Ex-UK PM Sought to Lobby German Government on Behalf of Greensill
TEHRAN (FNA)- The Greensill affair appeared to widen as it emerged that former UK Prime Minister David Cameron lobbied a senior German government official on behalf of the financing group.
The Financial Times reported that the former prime minister made the approach as a German investigation into Greensill Capital’s banking arm was accelerating.
Cameron took part in a virtual call with the German ambassador in November, in which senior representatives from Greensill discussed introducing Earnd – a system that allows staff to draw down their salary in instalments – to the German civil service, a spokesperson for the former prime minister told the paper.
The FT also claimed that the Conservative Party’s former leader sought a meeting with the German Deputy Finance Minister, Jörg Kukies.
That was disputed by Cameron’s spokesperson, however, who said the German ambassador had offered a meeting with Kukies.
The Greensill scandal erupted last month after it emerged that Cameron texted the Chancellor, Rishi Sunak, to urge him to include the company in a COVID recovery scheme.

### Collected data
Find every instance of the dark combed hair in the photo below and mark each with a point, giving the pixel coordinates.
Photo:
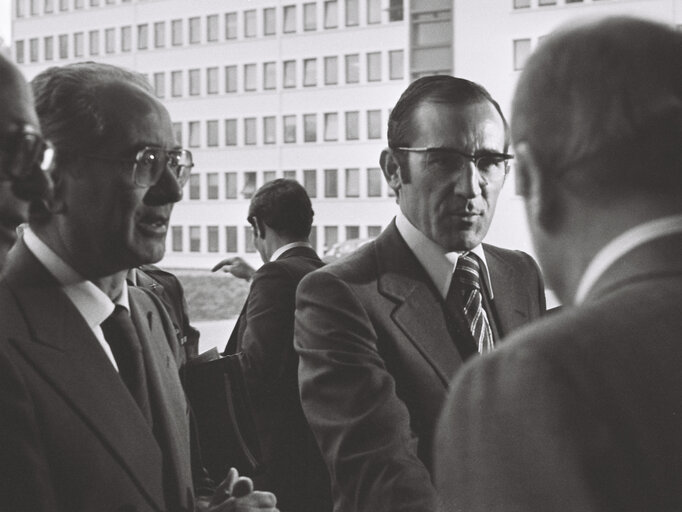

### Work request 1
From the article on Cameron's lobbying for Greensill, return the passage that begins at the words "The Financial Times" and stops after the words "COVID recovery scheme.".
### Work request 2
According to the article on Cameron's lobbying for Greensill, whom did Cameron text to urge the company's inclusion in a COVID recovery scheme?
### Work request 3
Extend the article on Cameron's lobbying for Greensill, continuing from its final sentence.

### Response box 1
The Financial Times reported that the former prime minister made the approach as a German investigation into Greensill Capital’s banking arm was accelerating.
Cameron took part in a virtual call with the German ambassador in November, in which senior representatives from Greensill discussed introducing Earnd – a system that allows staff to draw down their salary in instalments – to the German civil service, a spokesperson for the former prime minister told the paper.
The FT also claimed that the Conservative Party’s former leader sought a meeting with the German Deputy Finance Minister, Jörg Kukies.
That was disputed by Cameron’s spokesperson, however, who said the German ambassador had offered a meeting with Kukies.
The Greensill scandal erupted last month after it emerged that Cameron texted the Chancellor, Rishi Sunak, to urge him to include the company in a COVID recovery scheme.

### Response box 2
The Chancellor, Rishi Sunak.

### Response box 3
Prime Minister Boris Johnson has ordered an official investigation into the affair, but that probe has proved controversial amid claims the government is trying to mark its own homework.
Cameron is now expected to be called to give evidence to multiple parliamentary inquiries in the UK into the Greensill scandal.
The National Audit Office has also announced its own, separate probe.
Earlier this week, the scandal spread to the civil service when it emerged that a former head of Whitehall procurement started a job at Greensill while working as a civil servant.
Bill Crothers triggered astonishment when he insisted the arrangement was not unusual.
Within days it also came to light that David Brierwood had simultaneously worked in a Cabinet Office role and as a director at Greensill for three and a half years.
Labour has claimed that the scandal marks the return of “Tory sleaze” at the top of the UK government.